Texto de origem.
━━━━━━━━━━━━━━━━━━━━

10 de agosto de 2024 - VIP Station

Por Daniel Agapito

Fotos: André Santos

De alguns anos para cá, poucas bandas de black metal tiveram tanto impacto no mundo do metal quanto os poloneses do Batushka. Com sua estética – tanto sonora quanto visual – baseada nas religiões ortodoxas do leste europeu, eles têm oferecido uma abordagem diferente ao subgênero, que tem uma relação de amor e ódio com o mesmo conceito. Em dezembro de 2018, pouco após sua primeira vinda à América Latina, o Batushka, assim como muitas religiões, se dividiu em duas cismas. Uma delas liderada por Krzysztof “Derph” Drabikowski, guitarrista e idealizador do projeto original; a outra de Bartłomiej “Bart” Krysiuk, vocalista contratado por Derph para integrar a formação inicial. De maneira simplificada, tanto Derph quanto Bart fizeram álbuns sucessores de seu primeiro álbum, um pelas costas do outro e contra o outro. Bart assumiu o controle das mídias sociais e assinou contrato com a Napalm Records, seguindo com o nome e fazendo esta turnê latina.

Desde então, a banda se encontra dividida, porém tanto Drabikowski quanto Krysiuk ainda fazem uso do nome Batushka. No entanto, após uma decisão jurídica em sua terra natal, os direitos foram retirados de Krysiuk, fazendo com que esta latino-americana seja possivelmente uma das últimas vezes que veriamos o Batushka de Bart, com alguns lugares já até cantando o fim do “Batushka da Shopee”. Talvez, com sua passagem ao Brasil, o grupo passe por um numerólogo e troque seu nome para Baatushka. De qualquer forma, o futuro das duas versões continua bastante nebuloso.

━━━━━━━━━━━━━━━━━━━━

Trechos das linhas.
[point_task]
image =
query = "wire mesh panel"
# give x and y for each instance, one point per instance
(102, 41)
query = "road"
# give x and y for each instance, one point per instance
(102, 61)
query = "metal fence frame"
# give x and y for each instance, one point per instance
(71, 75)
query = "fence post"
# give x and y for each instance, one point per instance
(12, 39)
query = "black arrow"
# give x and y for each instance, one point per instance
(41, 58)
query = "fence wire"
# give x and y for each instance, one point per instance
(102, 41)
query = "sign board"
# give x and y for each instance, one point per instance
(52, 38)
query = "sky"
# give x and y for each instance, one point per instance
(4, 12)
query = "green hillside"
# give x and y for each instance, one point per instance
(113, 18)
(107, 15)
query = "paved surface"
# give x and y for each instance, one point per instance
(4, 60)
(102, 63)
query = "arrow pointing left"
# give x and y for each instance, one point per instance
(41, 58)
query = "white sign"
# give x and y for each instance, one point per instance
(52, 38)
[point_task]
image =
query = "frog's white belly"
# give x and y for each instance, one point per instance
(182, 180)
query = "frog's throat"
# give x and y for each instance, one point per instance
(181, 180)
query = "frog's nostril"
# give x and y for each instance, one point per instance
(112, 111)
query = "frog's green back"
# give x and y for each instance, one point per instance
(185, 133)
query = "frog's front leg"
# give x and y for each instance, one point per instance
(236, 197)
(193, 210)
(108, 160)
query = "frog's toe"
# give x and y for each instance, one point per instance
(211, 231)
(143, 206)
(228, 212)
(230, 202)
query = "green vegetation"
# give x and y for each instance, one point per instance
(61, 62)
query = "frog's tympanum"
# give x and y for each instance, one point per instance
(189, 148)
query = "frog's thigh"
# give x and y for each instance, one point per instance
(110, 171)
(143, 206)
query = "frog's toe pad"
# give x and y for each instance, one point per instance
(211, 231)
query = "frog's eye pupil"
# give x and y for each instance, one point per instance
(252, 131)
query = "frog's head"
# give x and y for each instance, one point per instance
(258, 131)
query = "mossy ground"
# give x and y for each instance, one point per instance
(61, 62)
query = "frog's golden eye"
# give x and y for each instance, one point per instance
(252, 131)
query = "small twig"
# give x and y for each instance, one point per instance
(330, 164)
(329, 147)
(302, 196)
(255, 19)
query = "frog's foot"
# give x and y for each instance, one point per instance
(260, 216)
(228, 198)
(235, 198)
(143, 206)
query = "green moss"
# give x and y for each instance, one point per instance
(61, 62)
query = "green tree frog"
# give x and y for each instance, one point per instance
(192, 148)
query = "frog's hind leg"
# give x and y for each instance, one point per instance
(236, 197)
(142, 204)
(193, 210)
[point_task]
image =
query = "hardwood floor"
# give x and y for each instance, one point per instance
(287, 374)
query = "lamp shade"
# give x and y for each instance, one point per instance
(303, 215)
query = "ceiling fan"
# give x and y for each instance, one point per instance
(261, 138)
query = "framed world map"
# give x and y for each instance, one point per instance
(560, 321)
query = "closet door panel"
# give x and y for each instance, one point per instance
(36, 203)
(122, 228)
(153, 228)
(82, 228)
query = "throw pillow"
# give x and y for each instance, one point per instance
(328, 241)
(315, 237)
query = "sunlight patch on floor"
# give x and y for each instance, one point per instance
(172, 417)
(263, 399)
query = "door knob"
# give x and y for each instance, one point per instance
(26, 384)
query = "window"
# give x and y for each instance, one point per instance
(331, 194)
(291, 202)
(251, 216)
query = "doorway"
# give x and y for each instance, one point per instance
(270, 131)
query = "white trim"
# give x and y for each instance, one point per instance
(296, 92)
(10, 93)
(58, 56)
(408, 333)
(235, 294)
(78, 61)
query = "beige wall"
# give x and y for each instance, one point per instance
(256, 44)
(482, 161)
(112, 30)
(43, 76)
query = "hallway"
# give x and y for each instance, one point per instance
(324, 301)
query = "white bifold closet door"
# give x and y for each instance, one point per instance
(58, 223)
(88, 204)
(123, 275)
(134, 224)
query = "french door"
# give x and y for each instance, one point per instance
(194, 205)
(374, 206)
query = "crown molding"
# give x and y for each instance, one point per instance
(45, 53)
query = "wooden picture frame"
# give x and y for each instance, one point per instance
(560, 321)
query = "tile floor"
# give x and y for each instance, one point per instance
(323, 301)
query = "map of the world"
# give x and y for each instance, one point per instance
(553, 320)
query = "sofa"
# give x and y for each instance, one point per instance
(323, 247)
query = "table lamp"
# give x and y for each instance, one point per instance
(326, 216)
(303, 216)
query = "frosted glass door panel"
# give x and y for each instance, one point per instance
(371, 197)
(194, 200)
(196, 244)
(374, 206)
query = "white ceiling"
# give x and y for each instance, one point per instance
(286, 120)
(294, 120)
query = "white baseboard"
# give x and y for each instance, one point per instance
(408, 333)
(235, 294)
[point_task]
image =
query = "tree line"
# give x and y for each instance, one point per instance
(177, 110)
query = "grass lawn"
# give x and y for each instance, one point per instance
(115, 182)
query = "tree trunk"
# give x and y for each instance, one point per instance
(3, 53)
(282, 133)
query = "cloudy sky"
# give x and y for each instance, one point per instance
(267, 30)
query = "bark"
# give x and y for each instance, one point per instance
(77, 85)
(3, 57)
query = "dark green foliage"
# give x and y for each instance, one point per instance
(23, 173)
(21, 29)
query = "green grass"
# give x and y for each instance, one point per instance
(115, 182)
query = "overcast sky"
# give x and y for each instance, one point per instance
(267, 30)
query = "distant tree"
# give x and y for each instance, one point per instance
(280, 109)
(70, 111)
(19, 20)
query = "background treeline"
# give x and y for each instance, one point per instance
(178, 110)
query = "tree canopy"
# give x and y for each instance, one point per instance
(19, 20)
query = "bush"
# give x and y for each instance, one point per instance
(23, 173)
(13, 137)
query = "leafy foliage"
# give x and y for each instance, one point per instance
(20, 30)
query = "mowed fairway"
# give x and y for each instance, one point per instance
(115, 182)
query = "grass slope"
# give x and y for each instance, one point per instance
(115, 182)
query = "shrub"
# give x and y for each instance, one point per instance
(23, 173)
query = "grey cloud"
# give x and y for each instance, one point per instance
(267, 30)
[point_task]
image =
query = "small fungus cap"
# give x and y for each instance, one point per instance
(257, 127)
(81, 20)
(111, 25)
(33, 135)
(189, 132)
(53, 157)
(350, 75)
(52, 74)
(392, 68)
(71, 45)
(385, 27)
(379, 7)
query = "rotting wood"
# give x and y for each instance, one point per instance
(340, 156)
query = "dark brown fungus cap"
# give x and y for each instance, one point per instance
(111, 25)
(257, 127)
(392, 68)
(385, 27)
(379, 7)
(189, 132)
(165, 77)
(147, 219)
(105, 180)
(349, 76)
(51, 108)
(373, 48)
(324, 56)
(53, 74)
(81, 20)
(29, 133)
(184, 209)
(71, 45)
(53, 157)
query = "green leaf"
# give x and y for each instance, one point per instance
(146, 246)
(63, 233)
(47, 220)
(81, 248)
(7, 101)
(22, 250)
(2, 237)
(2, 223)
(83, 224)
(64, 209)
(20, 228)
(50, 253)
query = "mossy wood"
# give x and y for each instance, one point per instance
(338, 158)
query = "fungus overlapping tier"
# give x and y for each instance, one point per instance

━━━━━━━━━━━━━━━━━━━━

Pedido 1.
Segundo o texto de origem, com quem Bart assinou contrato?
Pedido 2.
Selecione todas as linhas que contêm a palavra "panel".
O texto de origem e as linhas não têm nenhuma relação entre si.

Resultado da tarefa 1.
Com a Napalm Records.

Resultado da tarefa 2.
query = "wire mesh panel"
query = "closet door panel"
query = "frosted glass door panel"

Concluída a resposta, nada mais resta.